## [Exercise]
Copy each of the records below word for word, line by line, with nothing changed or left out.

## [Task inputs]
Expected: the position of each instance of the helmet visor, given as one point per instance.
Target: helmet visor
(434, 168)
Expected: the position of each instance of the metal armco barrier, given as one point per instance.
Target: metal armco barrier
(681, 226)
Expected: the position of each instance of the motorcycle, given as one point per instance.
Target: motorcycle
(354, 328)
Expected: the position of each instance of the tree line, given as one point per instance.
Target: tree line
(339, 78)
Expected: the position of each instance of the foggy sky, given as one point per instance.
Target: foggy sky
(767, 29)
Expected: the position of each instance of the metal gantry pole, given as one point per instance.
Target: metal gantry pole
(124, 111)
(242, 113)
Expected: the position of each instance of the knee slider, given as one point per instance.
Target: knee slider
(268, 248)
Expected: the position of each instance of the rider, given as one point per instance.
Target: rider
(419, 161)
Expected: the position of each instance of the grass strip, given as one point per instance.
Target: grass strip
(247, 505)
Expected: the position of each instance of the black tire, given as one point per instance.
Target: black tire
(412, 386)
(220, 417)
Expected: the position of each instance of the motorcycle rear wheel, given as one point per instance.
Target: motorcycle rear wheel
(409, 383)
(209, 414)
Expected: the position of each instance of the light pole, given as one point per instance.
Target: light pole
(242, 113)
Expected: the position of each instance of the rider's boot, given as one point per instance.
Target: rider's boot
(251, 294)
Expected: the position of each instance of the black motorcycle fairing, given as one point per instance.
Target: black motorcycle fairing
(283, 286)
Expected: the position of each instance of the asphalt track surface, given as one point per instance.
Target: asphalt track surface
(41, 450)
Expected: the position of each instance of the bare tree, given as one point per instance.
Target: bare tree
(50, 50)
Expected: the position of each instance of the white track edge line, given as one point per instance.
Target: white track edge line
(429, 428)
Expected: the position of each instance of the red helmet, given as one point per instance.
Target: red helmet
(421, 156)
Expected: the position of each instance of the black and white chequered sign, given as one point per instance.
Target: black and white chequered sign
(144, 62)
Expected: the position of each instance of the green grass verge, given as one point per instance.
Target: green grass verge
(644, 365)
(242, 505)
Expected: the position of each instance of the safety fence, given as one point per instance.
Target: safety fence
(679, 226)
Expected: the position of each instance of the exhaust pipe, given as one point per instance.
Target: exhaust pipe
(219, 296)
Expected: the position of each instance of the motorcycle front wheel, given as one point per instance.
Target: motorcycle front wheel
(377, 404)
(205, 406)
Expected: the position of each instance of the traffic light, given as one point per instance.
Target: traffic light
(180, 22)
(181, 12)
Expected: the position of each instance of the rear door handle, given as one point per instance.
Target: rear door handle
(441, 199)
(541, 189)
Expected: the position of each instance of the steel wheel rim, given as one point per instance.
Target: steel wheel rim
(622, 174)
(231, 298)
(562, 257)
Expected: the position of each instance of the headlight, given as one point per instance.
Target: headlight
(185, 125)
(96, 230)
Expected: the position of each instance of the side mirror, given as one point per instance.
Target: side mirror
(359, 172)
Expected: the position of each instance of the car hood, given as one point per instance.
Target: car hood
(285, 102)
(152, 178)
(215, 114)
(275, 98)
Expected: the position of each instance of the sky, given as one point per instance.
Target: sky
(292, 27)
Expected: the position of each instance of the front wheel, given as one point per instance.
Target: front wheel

## [Solution]
Expected: the position of each instance of the helmet visor, given as one point per instance.
Target: helmet visor
(434, 168)
Expected: the position of each instance of the metal armco barrier, given as one point per instance.
Target: metal armco barrier
(681, 226)
Expected: the position of each instance of the motorcycle, given as one point per instance.
Target: motorcycle
(354, 328)
Expected: the position of each instance of the tree line, given as one point per instance.
Target: tree line
(339, 78)
Expected: the position of each instance of the foggy sky, given as one point per instance.
Target: foggy sky
(767, 29)
Expected: the position of each instance of the metal gantry pole, given as one point per instance.
Target: metal gantry pole
(124, 111)
(242, 113)
Expected: the position of each instance of the knee slider, given as one point per instance.
Target: knee slider
(268, 248)
Expected: the position of each instance of the rider, given as one point per instance.
Target: rider
(419, 161)
Expected: the position of each instance of the grass strip, given as one point per instance.
Target: grass strip
(247, 505)
Expected: the position of each instance of the black tire, given as one point per instance.
Target: black tire
(412, 386)
(220, 417)
Expected: the position of each instance of the motorcycle rear wheel, given as one point per instance.
Target: motorcycle rear wheel
(409, 383)
(209, 414)
Expected: the position of each instance of the light pole, given as one point per instance.
Target: light pole
(242, 113)
Expected: the position of each instance of the rider's boot, given as one point per instance.
Target: rider's boot
(251, 294)
Expected: the position of each instance of the black motorcycle fairing, given as one point per instance.
Target: black motorcycle fairing
(283, 286)
Expected: the position of each instance of the asphalt track surface, given as one point per instance.
Target: asphalt track surface
(41, 450)
Expected: the position of each instance of the bare tree, given as one point per instance.
Target: bare tree
(50, 50)
Expected: the position of each instance of the white track edge line, given as one point per instance.
Target: white track edge line
(429, 428)
Expected: the position of each instance of the red helmet, given as one point per instance.
Target: red helmet
(421, 156)
Expected: the position of each instance of the black and white chequered sign, given as one point per instance.
Target: black and white chequered sign
(144, 62)
Expected: the position of each instance of the green grass verge, given as one point per instance.
Target: green grass verge
(644, 365)
(242, 505)
Expected: the position of each instance of the safety fence, given as one point per instance.
Target: safety fence
(679, 226)
Expected: the position of each instance of the exhaust pipe, given as one point per instance.
Target: exhaust pipe
(219, 296)
Expected: the position of each instance of the motorcycle front wheel, given as one point per instance.
Target: motorcycle front wheel
(377, 404)
(205, 406)
Expected: the position of each instance of the traffic light, given as one point per instance.
Target: traffic light
(180, 22)
(181, 12)
Expected: the position of each instance of the rear door handle, given as one point per instance.
Target: rear door handle
(441, 199)
(541, 189)
Expected: the position of each instance of the steel wheel rim, given as one point per instance.
Target: steel wheel rim
(622, 174)
(231, 298)
(562, 257)
Expected: the position of each instance of the headlight, given as one point per instance.
Target: headlight
(185, 125)
(96, 230)
Expected: the position of each instance of the side mirror, given as one point per instance.
Target: side mirror
(359, 172)
Expected: the position of each instance of the car hood, given as one point per instance.
Target: car hood
(285, 102)
(152, 178)
(215, 114)
(275, 98)
Expected: the position of each instance of the sky, given as one point per instance.
Target: sky
(292, 27)
Expected: the position of each instance of the front wheel, given as one point per instance.
Target: front wheel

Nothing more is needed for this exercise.